**TASK:** Rewrite the lines from the line with "Target: aerial cityscape" up to and including the line with "[[[4,5],[4,50],[74,51],[76,48],[76,5]]]", putting "object" wherever "instance" appears and leaving all else unchanged.

**SUPPLIED DATA:**

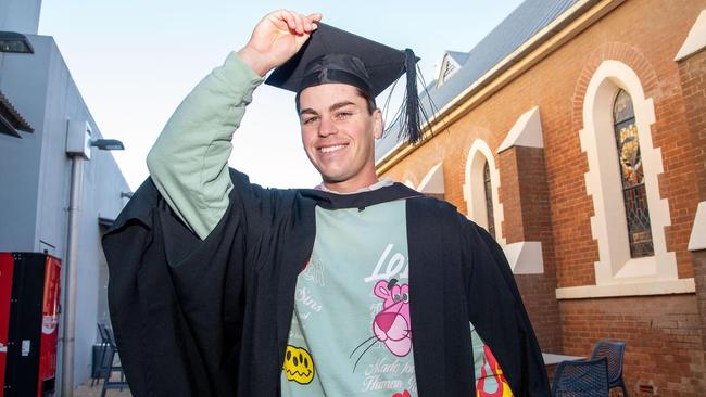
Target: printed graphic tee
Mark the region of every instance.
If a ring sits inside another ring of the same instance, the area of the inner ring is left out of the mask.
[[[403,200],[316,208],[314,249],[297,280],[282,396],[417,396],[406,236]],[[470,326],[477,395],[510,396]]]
...
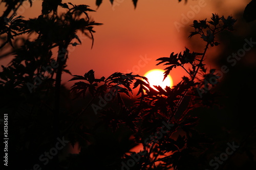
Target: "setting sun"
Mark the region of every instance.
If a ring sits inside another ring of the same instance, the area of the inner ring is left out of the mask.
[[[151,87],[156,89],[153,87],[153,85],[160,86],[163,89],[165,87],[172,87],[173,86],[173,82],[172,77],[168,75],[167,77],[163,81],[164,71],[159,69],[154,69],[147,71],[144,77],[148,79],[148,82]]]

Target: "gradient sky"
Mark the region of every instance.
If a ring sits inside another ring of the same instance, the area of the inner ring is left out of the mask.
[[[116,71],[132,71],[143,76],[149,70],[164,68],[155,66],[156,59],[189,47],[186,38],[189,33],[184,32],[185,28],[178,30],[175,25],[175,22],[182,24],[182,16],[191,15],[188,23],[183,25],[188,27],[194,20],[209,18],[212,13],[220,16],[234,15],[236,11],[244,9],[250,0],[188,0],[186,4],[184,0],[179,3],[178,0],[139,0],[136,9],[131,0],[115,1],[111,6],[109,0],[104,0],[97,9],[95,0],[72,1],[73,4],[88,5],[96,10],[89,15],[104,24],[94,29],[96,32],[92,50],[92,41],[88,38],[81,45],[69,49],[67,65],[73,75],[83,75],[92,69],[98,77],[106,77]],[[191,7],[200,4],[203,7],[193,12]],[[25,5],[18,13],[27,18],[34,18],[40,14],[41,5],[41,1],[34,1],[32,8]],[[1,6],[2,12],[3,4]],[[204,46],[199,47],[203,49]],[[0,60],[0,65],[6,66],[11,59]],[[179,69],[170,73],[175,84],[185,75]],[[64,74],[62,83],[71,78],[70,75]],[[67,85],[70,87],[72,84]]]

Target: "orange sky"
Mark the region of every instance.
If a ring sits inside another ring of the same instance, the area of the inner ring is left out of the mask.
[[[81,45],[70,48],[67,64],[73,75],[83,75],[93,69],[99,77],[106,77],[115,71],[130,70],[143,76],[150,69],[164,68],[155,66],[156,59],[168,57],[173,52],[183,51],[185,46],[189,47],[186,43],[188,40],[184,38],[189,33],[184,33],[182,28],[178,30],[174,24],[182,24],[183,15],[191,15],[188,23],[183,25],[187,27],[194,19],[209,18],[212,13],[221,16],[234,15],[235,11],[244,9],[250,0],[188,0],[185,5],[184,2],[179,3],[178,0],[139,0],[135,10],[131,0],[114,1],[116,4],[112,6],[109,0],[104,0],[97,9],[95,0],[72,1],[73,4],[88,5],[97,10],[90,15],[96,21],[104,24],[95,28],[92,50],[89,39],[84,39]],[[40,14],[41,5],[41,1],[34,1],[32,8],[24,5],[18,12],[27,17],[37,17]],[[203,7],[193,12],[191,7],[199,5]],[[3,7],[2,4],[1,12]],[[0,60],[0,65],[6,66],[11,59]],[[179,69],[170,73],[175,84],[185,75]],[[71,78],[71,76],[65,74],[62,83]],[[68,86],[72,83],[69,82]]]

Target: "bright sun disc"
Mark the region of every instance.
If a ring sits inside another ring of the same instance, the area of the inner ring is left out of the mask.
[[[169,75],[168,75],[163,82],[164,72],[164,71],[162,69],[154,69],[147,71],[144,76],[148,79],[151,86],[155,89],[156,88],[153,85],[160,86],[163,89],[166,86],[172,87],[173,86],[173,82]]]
--
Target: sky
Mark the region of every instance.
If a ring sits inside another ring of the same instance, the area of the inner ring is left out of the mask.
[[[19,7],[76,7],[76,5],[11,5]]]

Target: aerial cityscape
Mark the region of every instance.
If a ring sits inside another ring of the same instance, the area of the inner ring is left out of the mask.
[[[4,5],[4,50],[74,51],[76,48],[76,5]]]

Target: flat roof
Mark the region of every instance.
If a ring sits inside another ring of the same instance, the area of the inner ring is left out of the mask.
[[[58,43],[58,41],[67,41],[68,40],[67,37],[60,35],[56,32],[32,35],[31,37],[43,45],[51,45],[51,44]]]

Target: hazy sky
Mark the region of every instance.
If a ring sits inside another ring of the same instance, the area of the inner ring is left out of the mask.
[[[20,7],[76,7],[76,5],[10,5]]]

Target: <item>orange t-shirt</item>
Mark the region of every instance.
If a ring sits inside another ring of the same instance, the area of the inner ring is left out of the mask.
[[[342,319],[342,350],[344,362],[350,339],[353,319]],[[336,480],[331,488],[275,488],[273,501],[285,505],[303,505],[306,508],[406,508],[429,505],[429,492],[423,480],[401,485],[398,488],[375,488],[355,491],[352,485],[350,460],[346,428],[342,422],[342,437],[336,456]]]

**IN RESPONSE:**
Target: aerial cityscape
Mark the region of every object.
If a ring sits inside another ring of the same object, the area of the inner ring is left out of the mask.
[[[4,5],[4,50],[74,51],[76,48],[76,5]]]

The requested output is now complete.